**依頼文 A**
派遣社員の面接についての抜粋では、派遣先企業が派遣社員に事前面接を行うことが禁止されている理由は何とされているか。抜粋に沿って説明してください。
**依頼文 B**
派遣社員の面接についての抜粋を、最後の文の次から書き継いでください。

**抜粋**

━━━━━━

禁止されている理由は、派遣社員は人材派遣会社と雇用契約を結んでおり、派遣先企業が直接雇用する労働者ではないためです。労働者派遣法第26条第7項で「派遣先は、(紹介予定派遣を除き)派遣労働者を特定することを目的とする行為をしないように努めなければならない」と定められています。さらに、「派遣先が講ずべき措置に関する指針」では、この「特定目的行為の禁止」について具体的に「事前面接、履歴書送付、若年者限定など派遣労働者の特定目的行為を行わないこと」と明記されています。
もし、派遣先企業が派遣社員に対して「面接」を行った場合、この法律や指針に違反する可能性があります。
派遣の「特定行為」について、詳しくはこちらの記事でも解説していますので、あわせてお読みください。
>>【企業向け】派遣の特定行為を解説 禁止の背景や注意点は?
職場見学の場での「面談」は実施可能
派遣社員を受け入れる前の「面接」が法律で禁止されているとはいえ、派遣社員に安心して就業してもらうため、そして派遣先企業として求めるスキル・経験を持つ人材かどうかを確認するために、「職場見学」といった形であらかじめ顔合わせ(面談)の場を設けることは可能です。
この場合の職場見学は、「面接」とは明確に区別されるべきです。職場見学の目的は以下の点です。
- 派遣社員側の目的:実際にはたらく職場環境や業務内容、職場の雰囲気を知ることで、安心して就業できるかを判断する。

━━━━━━

**抽出データ**
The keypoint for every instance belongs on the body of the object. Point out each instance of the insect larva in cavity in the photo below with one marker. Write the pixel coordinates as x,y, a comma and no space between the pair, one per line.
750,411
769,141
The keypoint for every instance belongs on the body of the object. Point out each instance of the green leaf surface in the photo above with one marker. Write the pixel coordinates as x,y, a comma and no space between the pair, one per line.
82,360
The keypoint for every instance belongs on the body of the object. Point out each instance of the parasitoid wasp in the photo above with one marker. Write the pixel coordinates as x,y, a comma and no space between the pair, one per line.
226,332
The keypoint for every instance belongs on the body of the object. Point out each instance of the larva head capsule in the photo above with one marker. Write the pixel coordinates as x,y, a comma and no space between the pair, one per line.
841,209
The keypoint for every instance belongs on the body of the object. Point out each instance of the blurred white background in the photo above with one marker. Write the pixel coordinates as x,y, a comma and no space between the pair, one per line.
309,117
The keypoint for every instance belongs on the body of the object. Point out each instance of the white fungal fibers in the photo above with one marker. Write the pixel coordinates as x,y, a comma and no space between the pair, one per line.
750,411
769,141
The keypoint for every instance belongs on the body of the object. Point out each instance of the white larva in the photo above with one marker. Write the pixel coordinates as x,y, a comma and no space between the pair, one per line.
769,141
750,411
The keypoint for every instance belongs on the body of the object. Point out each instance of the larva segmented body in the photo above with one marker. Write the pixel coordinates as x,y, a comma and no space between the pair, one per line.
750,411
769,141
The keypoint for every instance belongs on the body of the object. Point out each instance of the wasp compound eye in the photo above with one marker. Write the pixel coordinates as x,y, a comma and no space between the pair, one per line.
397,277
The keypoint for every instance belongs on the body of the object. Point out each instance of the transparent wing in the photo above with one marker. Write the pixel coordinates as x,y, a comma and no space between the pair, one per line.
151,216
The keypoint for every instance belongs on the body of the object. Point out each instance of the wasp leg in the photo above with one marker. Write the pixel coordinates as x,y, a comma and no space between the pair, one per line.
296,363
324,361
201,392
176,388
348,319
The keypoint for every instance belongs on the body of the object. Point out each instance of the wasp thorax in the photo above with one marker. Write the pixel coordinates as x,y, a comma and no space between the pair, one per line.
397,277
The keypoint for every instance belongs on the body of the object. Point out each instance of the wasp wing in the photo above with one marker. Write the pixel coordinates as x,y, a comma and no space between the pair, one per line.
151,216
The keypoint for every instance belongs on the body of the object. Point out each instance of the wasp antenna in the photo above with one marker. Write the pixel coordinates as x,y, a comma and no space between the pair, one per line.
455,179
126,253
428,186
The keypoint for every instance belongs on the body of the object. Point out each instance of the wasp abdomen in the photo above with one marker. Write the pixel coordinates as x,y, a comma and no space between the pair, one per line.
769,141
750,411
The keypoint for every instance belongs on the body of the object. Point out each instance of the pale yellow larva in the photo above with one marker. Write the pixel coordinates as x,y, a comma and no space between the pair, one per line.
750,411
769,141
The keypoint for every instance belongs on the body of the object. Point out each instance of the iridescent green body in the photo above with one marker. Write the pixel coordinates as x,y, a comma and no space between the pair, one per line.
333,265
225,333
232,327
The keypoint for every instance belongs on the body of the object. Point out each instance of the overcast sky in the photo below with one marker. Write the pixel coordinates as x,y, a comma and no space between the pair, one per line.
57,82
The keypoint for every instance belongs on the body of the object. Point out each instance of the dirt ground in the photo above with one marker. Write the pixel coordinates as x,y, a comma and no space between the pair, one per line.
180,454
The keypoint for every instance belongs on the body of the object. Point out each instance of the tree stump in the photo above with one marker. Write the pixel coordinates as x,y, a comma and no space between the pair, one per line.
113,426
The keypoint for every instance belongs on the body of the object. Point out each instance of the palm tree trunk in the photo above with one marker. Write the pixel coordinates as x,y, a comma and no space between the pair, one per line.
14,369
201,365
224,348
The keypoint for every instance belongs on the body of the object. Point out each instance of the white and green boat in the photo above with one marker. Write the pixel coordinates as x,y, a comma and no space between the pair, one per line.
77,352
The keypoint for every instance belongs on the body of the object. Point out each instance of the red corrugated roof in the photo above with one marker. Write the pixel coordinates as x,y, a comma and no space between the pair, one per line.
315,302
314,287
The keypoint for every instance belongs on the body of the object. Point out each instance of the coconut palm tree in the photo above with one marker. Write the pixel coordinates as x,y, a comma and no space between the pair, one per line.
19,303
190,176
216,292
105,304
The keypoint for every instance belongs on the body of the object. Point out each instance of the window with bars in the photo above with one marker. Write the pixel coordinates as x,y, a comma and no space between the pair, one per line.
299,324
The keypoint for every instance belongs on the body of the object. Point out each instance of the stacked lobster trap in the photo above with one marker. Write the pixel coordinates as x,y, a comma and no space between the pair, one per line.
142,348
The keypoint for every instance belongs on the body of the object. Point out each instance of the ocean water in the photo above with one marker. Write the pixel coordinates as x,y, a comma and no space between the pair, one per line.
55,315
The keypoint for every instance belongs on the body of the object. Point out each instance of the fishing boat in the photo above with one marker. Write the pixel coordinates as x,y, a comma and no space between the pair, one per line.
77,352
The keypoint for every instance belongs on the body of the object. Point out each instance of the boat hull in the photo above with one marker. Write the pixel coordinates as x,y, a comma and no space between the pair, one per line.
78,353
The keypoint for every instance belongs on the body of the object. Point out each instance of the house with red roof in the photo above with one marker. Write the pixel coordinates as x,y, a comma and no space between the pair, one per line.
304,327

━━━━━━

**最終回答 A**
派遣社員は人材派遣会社と雇用契約を結んでいて、派遣先企業が直接雇用する労働者ではないからです。そのため労働者派遣法第26条第7項は、派遣先に対し、紹介予定派遣を除いて派遣労働者を特定することを目的とする行為をしないよう努めることを求めています。さらに「派遣先が講ずべき措置に関する指針」は、事前面接をその特定目的行為の一つとして明記しています。

**最終回答 B**
- 派遣先企業側の目的:人材派遣会社から提供された情報だけでは分かりにくい部分を補足的に確認できる。例えば、業務遂行スキルに関する質問・確認をして、人材の受け入れのミスマッチを低減する。
重要なポイントは、この職場見学の場が「採用選考」ではないということです。あくまでも派遣社員の希望があった場合に実施されるものであり、双方の認識合わせと、派遣社員が円滑に業務に入るための情報共有の場として捉える必要があります。
なお、職場見学についてこちらの記事でも詳しく解説していますので、あわせてお読みください。
>>人材派遣の職場見学とは?流れや留意点、必要な準備についてご紹介
職場見学(面談)で聞いてよいこと・よくないこと
職場見学の場では、主に業務内容や職場環境に関する情報共有、および派遣社員のスキルや経験の確認に留める範囲で、直接のコミュニケーションを取ることができます。
職場見学で聞いたり伝えたりしてよいこと
職場見学で派遣先企業と派遣社員の間で、言及したり尋ねたりしてもよいことは以下の通りです。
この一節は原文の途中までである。